What you are asked to do. Make your reply a word-for-word repeat of the records.

Data.
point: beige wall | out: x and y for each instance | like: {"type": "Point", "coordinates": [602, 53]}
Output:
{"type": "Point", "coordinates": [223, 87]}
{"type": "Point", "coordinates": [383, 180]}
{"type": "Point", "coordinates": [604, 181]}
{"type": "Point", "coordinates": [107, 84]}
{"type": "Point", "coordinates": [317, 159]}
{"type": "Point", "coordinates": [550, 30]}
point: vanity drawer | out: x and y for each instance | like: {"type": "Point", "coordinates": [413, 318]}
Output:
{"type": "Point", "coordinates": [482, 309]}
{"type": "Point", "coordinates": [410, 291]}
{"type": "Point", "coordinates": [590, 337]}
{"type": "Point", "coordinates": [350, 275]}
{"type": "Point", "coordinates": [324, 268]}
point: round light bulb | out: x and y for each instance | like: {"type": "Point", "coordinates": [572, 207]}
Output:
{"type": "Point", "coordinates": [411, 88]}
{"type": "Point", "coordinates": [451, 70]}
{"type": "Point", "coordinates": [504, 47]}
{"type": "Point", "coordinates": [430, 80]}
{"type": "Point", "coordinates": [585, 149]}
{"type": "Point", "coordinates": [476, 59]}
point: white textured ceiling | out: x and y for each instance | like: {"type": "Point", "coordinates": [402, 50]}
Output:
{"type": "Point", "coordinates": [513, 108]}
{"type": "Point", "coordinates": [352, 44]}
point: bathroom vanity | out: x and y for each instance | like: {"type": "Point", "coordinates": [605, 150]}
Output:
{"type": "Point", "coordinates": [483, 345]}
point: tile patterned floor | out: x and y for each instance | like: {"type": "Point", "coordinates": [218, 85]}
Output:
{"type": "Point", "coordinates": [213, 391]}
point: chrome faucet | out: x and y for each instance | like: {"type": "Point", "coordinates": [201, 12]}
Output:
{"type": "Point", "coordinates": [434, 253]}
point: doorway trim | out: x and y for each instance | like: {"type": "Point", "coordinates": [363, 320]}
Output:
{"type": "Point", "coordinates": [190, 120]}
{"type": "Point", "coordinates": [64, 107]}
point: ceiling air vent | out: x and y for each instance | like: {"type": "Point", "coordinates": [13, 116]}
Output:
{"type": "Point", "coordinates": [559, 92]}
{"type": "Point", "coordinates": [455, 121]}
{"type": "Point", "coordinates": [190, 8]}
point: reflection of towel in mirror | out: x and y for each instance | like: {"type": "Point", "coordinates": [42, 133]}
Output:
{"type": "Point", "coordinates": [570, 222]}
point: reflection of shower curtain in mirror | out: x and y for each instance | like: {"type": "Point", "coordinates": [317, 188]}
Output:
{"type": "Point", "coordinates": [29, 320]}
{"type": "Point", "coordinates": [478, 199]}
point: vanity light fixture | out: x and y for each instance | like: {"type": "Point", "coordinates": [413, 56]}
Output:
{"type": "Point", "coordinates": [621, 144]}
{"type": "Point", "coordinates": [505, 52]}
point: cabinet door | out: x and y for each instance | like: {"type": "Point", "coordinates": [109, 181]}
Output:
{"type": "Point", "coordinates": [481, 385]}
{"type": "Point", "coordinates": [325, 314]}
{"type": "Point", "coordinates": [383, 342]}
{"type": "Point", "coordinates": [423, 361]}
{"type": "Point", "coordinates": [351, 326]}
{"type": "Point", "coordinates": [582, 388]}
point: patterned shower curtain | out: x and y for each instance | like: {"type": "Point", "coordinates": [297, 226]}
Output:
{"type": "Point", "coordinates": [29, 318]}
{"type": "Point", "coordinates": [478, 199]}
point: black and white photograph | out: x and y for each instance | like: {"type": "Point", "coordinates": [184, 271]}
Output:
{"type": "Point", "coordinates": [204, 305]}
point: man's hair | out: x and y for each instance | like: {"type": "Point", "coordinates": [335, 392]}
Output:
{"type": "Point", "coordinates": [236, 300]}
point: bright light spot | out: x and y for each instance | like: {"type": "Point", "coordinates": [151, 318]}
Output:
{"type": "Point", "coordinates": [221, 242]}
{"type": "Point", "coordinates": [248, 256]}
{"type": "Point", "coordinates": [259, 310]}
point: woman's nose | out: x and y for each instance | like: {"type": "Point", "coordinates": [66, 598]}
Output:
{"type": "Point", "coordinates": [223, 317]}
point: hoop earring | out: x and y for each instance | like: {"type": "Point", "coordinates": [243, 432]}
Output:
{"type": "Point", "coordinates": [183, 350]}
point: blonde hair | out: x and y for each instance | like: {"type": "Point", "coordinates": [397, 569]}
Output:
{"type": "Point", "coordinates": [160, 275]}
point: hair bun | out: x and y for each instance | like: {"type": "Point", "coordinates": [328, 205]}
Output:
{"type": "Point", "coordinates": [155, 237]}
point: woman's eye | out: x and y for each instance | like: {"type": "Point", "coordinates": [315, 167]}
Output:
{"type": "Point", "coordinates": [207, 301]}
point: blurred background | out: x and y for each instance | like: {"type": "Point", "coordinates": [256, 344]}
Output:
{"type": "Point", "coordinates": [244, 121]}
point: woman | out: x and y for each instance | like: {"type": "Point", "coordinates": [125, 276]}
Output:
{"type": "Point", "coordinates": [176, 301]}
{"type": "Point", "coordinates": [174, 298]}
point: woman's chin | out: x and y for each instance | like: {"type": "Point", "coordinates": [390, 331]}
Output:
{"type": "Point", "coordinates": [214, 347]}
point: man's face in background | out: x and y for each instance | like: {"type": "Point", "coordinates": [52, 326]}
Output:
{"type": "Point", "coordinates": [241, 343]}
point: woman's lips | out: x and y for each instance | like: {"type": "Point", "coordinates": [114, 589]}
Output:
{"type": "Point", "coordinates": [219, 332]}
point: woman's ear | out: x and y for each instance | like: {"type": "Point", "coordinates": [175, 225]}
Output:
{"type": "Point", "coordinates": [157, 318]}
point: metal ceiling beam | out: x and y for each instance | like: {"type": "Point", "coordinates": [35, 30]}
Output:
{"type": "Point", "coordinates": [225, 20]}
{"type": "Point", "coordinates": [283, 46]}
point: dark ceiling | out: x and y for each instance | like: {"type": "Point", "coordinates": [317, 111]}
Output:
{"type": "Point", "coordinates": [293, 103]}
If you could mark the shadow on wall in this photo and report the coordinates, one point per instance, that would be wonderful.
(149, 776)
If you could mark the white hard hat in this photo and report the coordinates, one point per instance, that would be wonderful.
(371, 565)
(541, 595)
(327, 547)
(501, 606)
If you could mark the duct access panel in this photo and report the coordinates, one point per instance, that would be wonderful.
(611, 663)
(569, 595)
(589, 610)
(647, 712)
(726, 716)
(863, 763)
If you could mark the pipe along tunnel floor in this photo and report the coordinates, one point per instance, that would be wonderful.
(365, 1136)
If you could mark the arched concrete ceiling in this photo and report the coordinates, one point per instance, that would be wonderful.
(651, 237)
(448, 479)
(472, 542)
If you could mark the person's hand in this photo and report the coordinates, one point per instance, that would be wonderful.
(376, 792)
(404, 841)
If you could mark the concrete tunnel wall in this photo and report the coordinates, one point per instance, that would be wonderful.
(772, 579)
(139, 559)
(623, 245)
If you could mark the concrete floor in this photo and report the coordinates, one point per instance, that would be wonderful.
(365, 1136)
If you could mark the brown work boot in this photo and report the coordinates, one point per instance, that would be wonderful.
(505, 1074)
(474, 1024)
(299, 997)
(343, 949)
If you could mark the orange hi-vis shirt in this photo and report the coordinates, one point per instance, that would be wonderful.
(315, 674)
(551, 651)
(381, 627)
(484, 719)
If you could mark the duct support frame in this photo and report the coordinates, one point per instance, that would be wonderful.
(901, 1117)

Your solution.
point: beige wall | out: x and y for each instance | like: {"type": "Point", "coordinates": [602, 53]}
Output:
{"type": "Point", "coordinates": [223, 87]}
{"type": "Point", "coordinates": [383, 180]}
{"type": "Point", "coordinates": [604, 181]}
{"type": "Point", "coordinates": [107, 84]}
{"type": "Point", "coordinates": [317, 159]}
{"type": "Point", "coordinates": [550, 30]}
point: vanity drawer | out: x and y for each instance | like: {"type": "Point", "coordinates": [413, 318]}
Output:
{"type": "Point", "coordinates": [482, 309]}
{"type": "Point", "coordinates": [410, 291]}
{"type": "Point", "coordinates": [590, 337]}
{"type": "Point", "coordinates": [350, 275]}
{"type": "Point", "coordinates": [324, 268]}
point: round light bulb | out: x and y for each instance | like: {"type": "Point", "coordinates": [572, 207]}
Output:
{"type": "Point", "coordinates": [411, 88]}
{"type": "Point", "coordinates": [451, 70]}
{"type": "Point", "coordinates": [504, 47]}
{"type": "Point", "coordinates": [430, 80]}
{"type": "Point", "coordinates": [585, 149]}
{"type": "Point", "coordinates": [476, 59]}
point: white textured ceiling | out: x and y for each instance | like: {"type": "Point", "coordinates": [402, 50]}
Output:
{"type": "Point", "coordinates": [513, 108]}
{"type": "Point", "coordinates": [352, 44]}
point: bathroom vanity | out: x and y for each instance | like: {"type": "Point", "coordinates": [605, 150]}
Output:
{"type": "Point", "coordinates": [483, 345]}
point: tile patterned floor | out: x and y for each instance | like: {"type": "Point", "coordinates": [218, 85]}
Output:
{"type": "Point", "coordinates": [213, 391]}
point: chrome faucet | out: x and y for each instance | like: {"type": "Point", "coordinates": [201, 12]}
Output:
{"type": "Point", "coordinates": [434, 253]}
point: doorway trim | out: x and y for each instance | like: {"type": "Point", "coordinates": [363, 320]}
Output:
{"type": "Point", "coordinates": [190, 120]}
{"type": "Point", "coordinates": [64, 107]}
point: ceiling air vent | out: x and y for each instance | like: {"type": "Point", "coordinates": [13, 116]}
Output:
{"type": "Point", "coordinates": [559, 92]}
{"type": "Point", "coordinates": [455, 121]}
{"type": "Point", "coordinates": [190, 8]}
point: reflection of towel in mirror | out: x and y for each instance | like: {"type": "Point", "coordinates": [42, 133]}
Output:
{"type": "Point", "coordinates": [570, 222]}
point: reflection of shower curtain in mirror | out: x and y for each instance | like: {"type": "Point", "coordinates": [317, 188]}
Output:
{"type": "Point", "coordinates": [29, 320]}
{"type": "Point", "coordinates": [478, 199]}
point: vanity light fixture | out: x and y for each instance | like: {"type": "Point", "coordinates": [413, 56]}
Output:
{"type": "Point", "coordinates": [621, 144]}
{"type": "Point", "coordinates": [505, 52]}
point: cabinet door | out: x and y for each instance | like: {"type": "Point", "coordinates": [109, 181]}
Output:
{"type": "Point", "coordinates": [481, 385]}
{"type": "Point", "coordinates": [325, 314]}
{"type": "Point", "coordinates": [383, 342]}
{"type": "Point", "coordinates": [423, 361]}
{"type": "Point", "coordinates": [351, 326]}
{"type": "Point", "coordinates": [582, 388]}
point: patterned shower curtain | out: x and y for each instance | like: {"type": "Point", "coordinates": [297, 226]}
Output:
{"type": "Point", "coordinates": [29, 318]}
{"type": "Point", "coordinates": [478, 199]}
point: black and white photograph | out: x and y for each instance | like: {"type": "Point", "coordinates": [184, 271]}
Output:
{"type": "Point", "coordinates": [204, 305]}
point: man's hair | out: x and y for each instance | like: {"type": "Point", "coordinates": [335, 392]}
Output:
{"type": "Point", "coordinates": [236, 300]}
point: bright light spot | out: x and y for each instance | like: {"type": "Point", "coordinates": [151, 318]}
Output:
{"type": "Point", "coordinates": [221, 242]}
{"type": "Point", "coordinates": [248, 256]}
{"type": "Point", "coordinates": [259, 310]}
point: woman's nose | out: x and y for each instance | like: {"type": "Point", "coordinates": [66, 598]}
Output:
{"type": "Point", "coordinates": [223, 317]}
point: hoop earring | out: x and y for each instance | like: {"type": "Point", "coordinates": [243, 432]}
Output:
{"type": "Point", "coordinates": [183, 350]}
point: blonde hair | out: x and y for each instance | like: {"type": "Point", "coordinates": [397, 569]}
Output:
{"type": "Point", "coordinates": [160, 275]}
point: hair bun | out: x and y for each instance | like: {"type": "Point", "coordinates": [328, 205]}
Output:
{"type": "Point", "coordinates": [155, 237]}
point: woman's eye | out: x and y for each instance | like: {"type": "Point", "coordinates": [315, 167]}
Output:
{"type": "Point", "coordinates": [207, 301]}
point: blurred background | out: x and y for each instance | like: {"type": "Point", "coordinates": [256, 344]}
Output:
{"type": "Point", "coordinates": [244, 121]}
point: woman | out: x and y for each instance | like: {"type": "Point", "coordinates": [125, 276]}
Output:
{"type": "Point", "coordinates": [176, 301]}
{"type": "Point", "coordinates": [174, 298]}
point: woman's chin | out: x and y for each instance | like: {"type": "Point", "coordinates": [390, 331]}
Output:
{"type": "Point", "coordinates": [214, 347]}
point: man's face in background | out: x and y for each instance | like: {"type": "Point", "coordinates": [52, 326]}
Output:
{"type": "Point", "coordinates": [241, 343]}
point: woman's lips | out: x and y for each instance | like: {"type": "Point", "coordinates": [114, 589]}
Output:
{"type": "Point", "coordinates": [219, 332]}
point: woman's ear | out: x and y for each instance | like: {"type": "Point", "coordinates": [175, 225]}
Output:
{"type": "Point", "coordinates": [157, 318]}
point: metal ceiling beam | out: x and y for each instance | like: {"type": "Point", "coordinates": [35, 30]}
Output:
{"type": "Point", "coordinates": [225, 20]}
{"type": "Point", "coordinates": [283, 46]}
point: dark ceiling | out: x and y for each instance | like: {"type": "Point", "coordinates": [317, 111]}
Output:
{"type": "Point", "coordinates": [293, 103]}
If you could mark the shadow on wall in this photo and report the coordinates, one point per instance, that would be wonderful.
(149, 776)
If you could mark the white hard hat in this photo and report the coordinates, one point per instance, that would be wonderful.
(371, 565)
(541, 595)
(327, 547)
(501, 606)
If you could mark the duct access panel in this photo and report the coordinates, one point per instance, that would be wonderful.
(611, 663)
(569, 595)
(589, 610)
(647, 712)
(726, 716)
(863, 763)
If you could mark the pipe along tunnel floor in this photo and report the coordinates, one point per instance, that would be wonderful.
(365, 1136)
If you could mark the arched concrete ceiling in this photo and report the coordinates, one point per instance, that would be wonderful.
(651, 237)
(448, 479)
(472, 542)
If you could mark the person's hand in this photo and report the coordinates, one point per instance, that would be wonderful.
(376, 792)
(404, 841)
If you could mark the concrete tunnel wall in this photo and report the coordinates, one point per instance, that would be wonderful.
(772, 579)
(139, 559)
(623, 245)
If you could mark the concrete floor in this photo and report the coordinates, one point per instance, that would be wonderful.
(365, 1136)
If you could mark the brown work boot in this photo and report the coordinates, one point per instance, that would be wonderful.
(505, 1074)
(474, 1024)
(299, 997)
(343, 949)
If you could mark the orange hi-vis shirt in this photo and report the coordinates, one point per instance, that would be wonderful.
(315, 674)
(551, 651)
(381, 627)
(484, 719)
If you could mark the duct support frame in this photo and report the coordinates, one point per instance, that would be wonderful.
(901, 1117)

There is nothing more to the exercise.